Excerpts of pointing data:
────

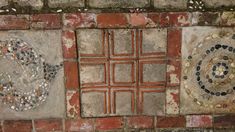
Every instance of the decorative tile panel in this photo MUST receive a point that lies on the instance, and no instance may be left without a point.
(124, 73)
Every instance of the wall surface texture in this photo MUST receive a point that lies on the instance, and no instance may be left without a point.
(117, 65)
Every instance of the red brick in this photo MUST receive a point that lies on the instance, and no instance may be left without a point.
(174, 42)
(73, 105)
(153, 19)
(224, 121)
(17, 126)
(14, 22)
(69, 44)
(172, 100)
(1, 128)
(199, 121)
(109, 123)
(112, 20)
(173, 72)
(48, 125)
(174, 19)
(78, 20)
(71, 74)
(206, 18)
(140, 122)
(227, 19)
(80, 125)
(168, 122)
(45, 21)
(138, 19)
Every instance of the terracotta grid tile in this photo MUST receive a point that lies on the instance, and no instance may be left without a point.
(109, 60)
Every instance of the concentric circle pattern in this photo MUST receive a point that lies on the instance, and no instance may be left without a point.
(209, 72)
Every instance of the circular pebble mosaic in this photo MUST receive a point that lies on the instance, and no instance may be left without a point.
(209, 72)
(27, 85)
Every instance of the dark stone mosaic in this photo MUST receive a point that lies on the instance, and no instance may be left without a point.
(208, 71)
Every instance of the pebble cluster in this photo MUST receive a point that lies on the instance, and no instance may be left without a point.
(218, 70)
(34, 66)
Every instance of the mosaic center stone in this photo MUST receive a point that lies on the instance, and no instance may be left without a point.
(208, 72)
(211, 75)
(27, 85)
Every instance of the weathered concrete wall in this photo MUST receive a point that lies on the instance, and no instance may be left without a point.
(129, 65)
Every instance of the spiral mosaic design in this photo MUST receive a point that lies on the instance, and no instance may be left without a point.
(27, 86)
(209, 72)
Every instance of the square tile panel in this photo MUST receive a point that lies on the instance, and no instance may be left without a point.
(124, 80)
(208, 63)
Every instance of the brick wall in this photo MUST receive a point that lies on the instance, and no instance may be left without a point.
(126, 64)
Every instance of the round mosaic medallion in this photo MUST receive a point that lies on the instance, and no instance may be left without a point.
(209, 72)
(26, 84)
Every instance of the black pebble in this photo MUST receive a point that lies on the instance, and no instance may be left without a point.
(214, 68)
(230, 49)
(212, 48)
(223, 93)
(217, 46)
(210, 80)
(198, 78)
(217, 93)
(224, 46)
(207, 91)
(198, 68)
(225, 72)
(225, 57)
(203, 87)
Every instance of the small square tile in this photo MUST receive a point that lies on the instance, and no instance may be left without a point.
(93, 103)
(152, 72)
(123, 72)
(153, 102)
(93, 73)
(153, 42)
(122, 42)
(91, 43)
(124, 102)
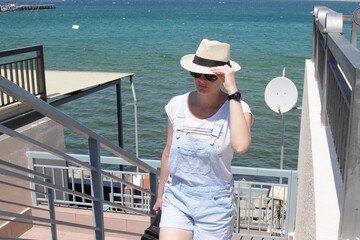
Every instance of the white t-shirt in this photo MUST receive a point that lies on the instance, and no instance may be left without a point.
(202, 128)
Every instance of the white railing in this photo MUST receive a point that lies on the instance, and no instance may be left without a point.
(265, 204)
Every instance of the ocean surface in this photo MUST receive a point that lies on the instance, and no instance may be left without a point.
(148, 38)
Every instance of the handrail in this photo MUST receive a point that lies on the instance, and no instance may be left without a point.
(70, 123)
(337, 69)
(260, 196)
(28, 73)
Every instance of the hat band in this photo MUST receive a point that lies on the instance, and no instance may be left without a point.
(209, 63)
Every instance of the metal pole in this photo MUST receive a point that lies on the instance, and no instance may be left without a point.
(119, 115)
(97, 189)
(135, 117)
(50, 193)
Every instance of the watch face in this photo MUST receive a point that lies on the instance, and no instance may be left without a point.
(237, 96)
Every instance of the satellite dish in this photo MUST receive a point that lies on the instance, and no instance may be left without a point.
(281, 95)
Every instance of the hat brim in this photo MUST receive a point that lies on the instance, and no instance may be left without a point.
(187, 63)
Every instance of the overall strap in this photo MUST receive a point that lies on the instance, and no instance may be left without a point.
(216, 130)
(179, 125)
(218, 125)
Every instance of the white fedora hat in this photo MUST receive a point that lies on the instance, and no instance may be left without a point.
(209, 54)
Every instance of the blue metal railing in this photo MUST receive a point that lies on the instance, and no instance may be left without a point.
(95, 142)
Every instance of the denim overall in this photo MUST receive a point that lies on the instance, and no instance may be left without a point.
(196, 197)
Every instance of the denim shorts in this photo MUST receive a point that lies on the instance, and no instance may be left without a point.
(206, 211)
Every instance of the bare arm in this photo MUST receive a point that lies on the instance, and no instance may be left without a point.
(239, 122)
(164, 168)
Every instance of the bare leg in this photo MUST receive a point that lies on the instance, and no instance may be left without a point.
(175, 234)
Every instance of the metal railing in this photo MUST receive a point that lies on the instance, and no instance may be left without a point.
(337, 69)
(95, 143)
(264, 208)
(25, 68)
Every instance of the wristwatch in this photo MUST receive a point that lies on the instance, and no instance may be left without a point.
(236, 96)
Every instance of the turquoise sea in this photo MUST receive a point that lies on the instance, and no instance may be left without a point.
(148, 38)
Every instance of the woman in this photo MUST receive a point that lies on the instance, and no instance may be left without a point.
(205, 128)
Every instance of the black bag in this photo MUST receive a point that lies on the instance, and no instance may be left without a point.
(152, 232)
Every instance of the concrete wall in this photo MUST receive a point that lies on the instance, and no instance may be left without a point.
(14, 151)
(319, 184)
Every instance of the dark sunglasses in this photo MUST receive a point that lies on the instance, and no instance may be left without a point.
(209, 77)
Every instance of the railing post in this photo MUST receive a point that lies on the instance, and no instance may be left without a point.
(40, 73)
(153, 189)
(355, 24)
(350, 212)
(50, 193)
(97, 188)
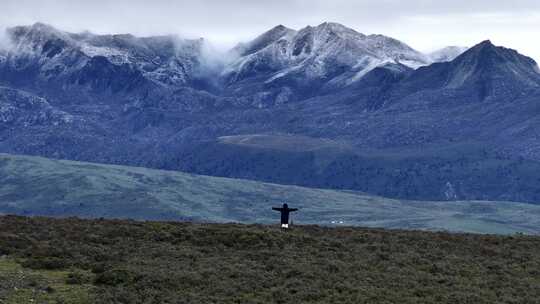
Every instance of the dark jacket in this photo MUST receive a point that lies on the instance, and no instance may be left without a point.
(285, 210)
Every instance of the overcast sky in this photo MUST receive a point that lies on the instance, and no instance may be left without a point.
(423, 24)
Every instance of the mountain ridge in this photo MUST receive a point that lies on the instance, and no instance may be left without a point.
(153, 102)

────

**WHAT YOU ARE ASKED TO DO**
Write out the lines of the listing from the one that holds "Every instance of the turquoise" to the very last line, both included, exactly as they appear and without any pictures.

**EXERCISE SOLUTION**
Every instance of the turquoise sea in this photo MUST receive a point that lies on the instance, and no instance may be left without a point.
(148, 38)
Every instance of the woman in this photo MUST receive a point that lies on the instance, and no instance may be left without a point.
(205, 128)
Every instance of the black bag in this photo MUST receive a point that lies on the instance, and no instance may be left without a point.
(152, 232)
Every instance of the concrete wall in this photo MUST receive a point that lies on the instance, and no instance may be left without a point.
(14, 151)
(319, 184)
Every instance of the dark sunglasses in this photo MUST receive a point that lies on the instance, and no instance may be left without a point.
(209, 77)
Every instance of the railing post in this photo MUST receive a point that lies on the instance, and no instance may be left without a point.
(40, 73)
(153, 189)
(355, 24)
(350, 212)
(50, 193)
(97, 188)
Every instance of the dark jacket in this photo MUST receive a point that lies on the instance, and no instance may be left without a point.
(285, 210)
Every instance of the overcast sky in this photo MUST receive a point that lies on the instance, and no instance may be left without a point.
(423, 24)
Every instance of the mountain ridge in this photo MUST receive a point that lies on the instance, and no instance may be left without a point.
(153, 102)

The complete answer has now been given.